*** DATA RECORDS ***
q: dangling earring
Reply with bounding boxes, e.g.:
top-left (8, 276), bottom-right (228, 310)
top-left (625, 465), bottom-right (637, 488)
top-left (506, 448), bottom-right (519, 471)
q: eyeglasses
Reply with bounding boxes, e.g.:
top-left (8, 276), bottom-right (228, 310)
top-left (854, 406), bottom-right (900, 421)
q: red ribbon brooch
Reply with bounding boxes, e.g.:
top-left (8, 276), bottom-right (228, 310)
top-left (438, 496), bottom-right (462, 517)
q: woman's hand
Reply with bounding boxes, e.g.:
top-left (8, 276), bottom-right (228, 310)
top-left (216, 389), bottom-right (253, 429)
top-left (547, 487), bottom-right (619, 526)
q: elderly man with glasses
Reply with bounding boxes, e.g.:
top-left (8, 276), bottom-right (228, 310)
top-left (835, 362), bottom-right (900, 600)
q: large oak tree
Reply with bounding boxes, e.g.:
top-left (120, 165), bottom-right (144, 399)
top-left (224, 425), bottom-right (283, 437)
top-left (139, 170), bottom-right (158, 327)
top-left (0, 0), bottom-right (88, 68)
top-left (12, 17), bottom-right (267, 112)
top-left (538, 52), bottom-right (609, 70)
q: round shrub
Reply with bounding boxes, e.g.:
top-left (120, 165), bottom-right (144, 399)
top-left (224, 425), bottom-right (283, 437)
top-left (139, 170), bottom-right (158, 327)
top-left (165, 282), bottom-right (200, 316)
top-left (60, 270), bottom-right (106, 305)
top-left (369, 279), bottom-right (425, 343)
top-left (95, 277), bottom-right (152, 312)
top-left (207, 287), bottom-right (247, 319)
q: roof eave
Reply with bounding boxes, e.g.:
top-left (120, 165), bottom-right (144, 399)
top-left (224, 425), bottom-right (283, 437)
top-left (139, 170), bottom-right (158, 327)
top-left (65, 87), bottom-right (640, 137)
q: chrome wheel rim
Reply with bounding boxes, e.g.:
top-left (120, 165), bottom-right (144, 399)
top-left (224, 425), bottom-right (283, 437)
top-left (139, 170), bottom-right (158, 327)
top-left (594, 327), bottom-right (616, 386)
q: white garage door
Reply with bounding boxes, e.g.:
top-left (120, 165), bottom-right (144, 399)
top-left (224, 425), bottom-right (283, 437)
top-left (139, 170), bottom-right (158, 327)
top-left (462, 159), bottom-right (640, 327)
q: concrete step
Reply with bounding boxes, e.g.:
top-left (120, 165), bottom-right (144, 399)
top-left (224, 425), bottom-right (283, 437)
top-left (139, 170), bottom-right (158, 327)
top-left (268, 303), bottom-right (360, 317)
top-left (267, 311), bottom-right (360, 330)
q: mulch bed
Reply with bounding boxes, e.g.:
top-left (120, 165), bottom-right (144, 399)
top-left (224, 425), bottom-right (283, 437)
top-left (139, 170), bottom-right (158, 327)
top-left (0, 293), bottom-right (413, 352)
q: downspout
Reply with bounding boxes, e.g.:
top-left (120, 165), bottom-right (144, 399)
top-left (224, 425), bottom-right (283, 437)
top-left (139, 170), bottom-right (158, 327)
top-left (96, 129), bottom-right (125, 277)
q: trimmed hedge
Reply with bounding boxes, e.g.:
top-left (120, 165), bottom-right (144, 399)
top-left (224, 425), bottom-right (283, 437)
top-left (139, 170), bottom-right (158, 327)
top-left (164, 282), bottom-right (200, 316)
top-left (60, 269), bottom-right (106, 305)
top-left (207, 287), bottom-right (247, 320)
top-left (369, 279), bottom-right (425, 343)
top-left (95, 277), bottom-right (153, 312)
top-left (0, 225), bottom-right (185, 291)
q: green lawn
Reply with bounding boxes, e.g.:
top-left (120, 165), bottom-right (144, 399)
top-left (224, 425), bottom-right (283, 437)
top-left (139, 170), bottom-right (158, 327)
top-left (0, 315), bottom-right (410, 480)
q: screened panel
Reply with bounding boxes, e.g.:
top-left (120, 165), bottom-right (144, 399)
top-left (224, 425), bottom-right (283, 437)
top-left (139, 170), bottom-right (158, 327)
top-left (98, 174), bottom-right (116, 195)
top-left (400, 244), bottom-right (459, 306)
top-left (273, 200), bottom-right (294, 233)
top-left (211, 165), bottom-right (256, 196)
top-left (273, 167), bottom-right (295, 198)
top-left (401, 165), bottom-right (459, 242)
***
WRITTEN INSTRUCTION ▸
Lay out the part of the records above that opens with the line containing "q: screened panel" and closes with the line containing "top-left (273, 167), bottom-right (295, 198)" as a Markdown table with the columns Row and Line. Number each line in Row and leave out blank lines.

OUTPUT OF THE TASK ▸
| Row | Line |
|---|---|
| 1 | q: screened panel |
| 2 | Reply with bounding boxes, e.g.: |
| 3 | top-left (120, 165), bottom-right (144, 399) |
| 4 | top-left (224, 425), bottom-right (283, 437) |
| 5 | top-left (139, 170), bottom-right (158, 327) |
| 6 | top-left (98, 174), bottom-right (116, 195) |
| 7 | top-left (400, 244), bottom-right (459, 306) |
| 8 | top-left (273, 200), bottom-right (294, 233) |
| 9 | top-left (211, 165), bottom-right (256, 196) |
| 10 | top-left (273, 167), bottom-right (295, 198) |